Natural-language object grounding data
☆ ☆ ☆ ☆ ☆ ☆ ☆

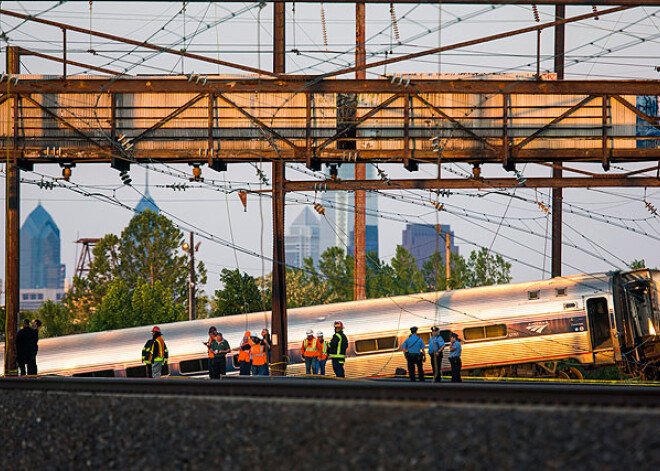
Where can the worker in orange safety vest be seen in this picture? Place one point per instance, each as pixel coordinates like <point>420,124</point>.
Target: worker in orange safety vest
<point>323,352</point>
<point>259,357</point>
<point>244,363</point>
<point>310,352</point>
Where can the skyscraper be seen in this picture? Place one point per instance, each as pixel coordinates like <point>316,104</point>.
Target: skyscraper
<point>337,227</point>
<point>302,240</point>
<point>40,252</point>
<point>422,240</point>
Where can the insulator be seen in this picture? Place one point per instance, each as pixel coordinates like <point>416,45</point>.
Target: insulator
<point>395,25</point>
<point>651,208</point>
<point>324,27</point>
<point>319,209</point>
<point>543,207</point>
<point>242,195</point>
<point>437,205</point>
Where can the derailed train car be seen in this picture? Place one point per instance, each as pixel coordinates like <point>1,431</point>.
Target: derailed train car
<point>540,328</point>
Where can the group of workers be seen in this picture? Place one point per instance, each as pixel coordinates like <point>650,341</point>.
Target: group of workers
<point>27,346</point>
<point>255,352</point>
<point>413,349</point>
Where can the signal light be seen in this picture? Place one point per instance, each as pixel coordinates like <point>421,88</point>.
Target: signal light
<point>125,177</point>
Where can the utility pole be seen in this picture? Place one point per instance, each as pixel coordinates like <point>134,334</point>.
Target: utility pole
<point>12,229</point>
<point>190,249</point>
<point>359,232</point>
<point>557,193</point>
<point>278,312</point>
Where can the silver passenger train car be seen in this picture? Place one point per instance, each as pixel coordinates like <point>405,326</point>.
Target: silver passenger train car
<point>523,329</point>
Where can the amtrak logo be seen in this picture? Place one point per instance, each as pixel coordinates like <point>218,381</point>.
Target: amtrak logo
<point>537,327</point>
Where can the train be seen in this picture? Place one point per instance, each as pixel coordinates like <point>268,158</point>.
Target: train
<point>529,329</point>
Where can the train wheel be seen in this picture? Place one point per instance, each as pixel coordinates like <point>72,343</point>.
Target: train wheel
<point>563,375</point>
<point>574,373</point>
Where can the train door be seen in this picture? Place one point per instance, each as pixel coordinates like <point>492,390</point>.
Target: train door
<point>599,324</point>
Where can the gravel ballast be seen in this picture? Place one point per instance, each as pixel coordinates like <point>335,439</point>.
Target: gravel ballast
<point>50,430</point>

☆ ☆ ☆ ☆ ☆ ☆ ☆

| WHAT THE EXERCISE ASKS |
Word for word, give the entries back in full; the pictures do not belong in the copy.

| ANSWER SECTION |
Where can the worker in orange safety vest be seen in this picture? Place one point per instance, each as pixel coordinates like <point>420,124</point>.
Target: worker in orange safety vest
<point>323,352</point>
<point>259,357</point>
<point>244,363</point>
<point>310,352</point>
Where can the skyscraper be seen in this picture? Place one point per instance, each as pixel coordinates like <point>316,104</point>.
Target: skyscraper
<point>337,227</point>
<point>302,240</point>
<point>40,252</point>
<point>422,240</point>
Where can the insulator be seen in this picture? Place one point per instance, each as pixel coordinates like <point>416,45</point>.
Target: insulator
<point>395,25</point>
<point>651,208</point>
<point>324,27</point>
<point>319,209</point>
<point>543,207</point>
<point>242,195</point>
<point>437,205</point>
Where can the derailed train car be seen in this picture? Place one point per instance, each as pixel coordinates like <point>1,431</point>.
Target: derailed train car
<point>540,328</point>
Where can the group of workers be seen in this picture? Place one point per instance, each as pixel coordinates like <point>650,341</point>.
Target: group of workers
<point>27,346</point>
<point>255,352</point>
<point>413,349</point>
Where can the signal light be seen in this picture? Place one point per instance, each as pixel coordinates like <point>421,88</point>.
Target: signal light
<point>125,177</point>
Where can the utility pole be seen in this picture? Place one point per instance, each as pixel coordinates like <point>134,334</point>.
Target: utility pole
<point>12,229</point>
<point>190,249</point>
<point>359,232</point>
<point>557,193</point>
<point>278,312</point>
Where can the silver passenger train car be seen in this picture? Place one point per instance, each as pixel coordinates like <point>405,326</point>.
Target: silver passenger train car
<point>523,329</point>
Where can the amtrak logo be seen in this picture? Place one point per instance, each as pixel coordinates like <point>218,381</point>.
Target: amtrak logo
<point>537,327</point>
Where can the train be seen in this picture? Place one point per instance, each as pixel coordinates like <point>268,158</point>.
Target: train
<point>529,329</point>
Where can the train wheel be seen in this picture? Place one point per instance, each as pixel coordinates like <point>72,343</point>.
Target: train wheel
<point>563,375</point>
<point>574,373</point>
Where can the train door be seen in this picture? Place one point per instance, each as pixel coordinates like <point>492,390</point>.
Target: train door
<point>599,324</point>
Where can the gravel ballast be seen in this picture? Place one point per instance, each as pixel coordinates like <point>335,439</point>.
Target: gravel ballast
<point>50,430</point>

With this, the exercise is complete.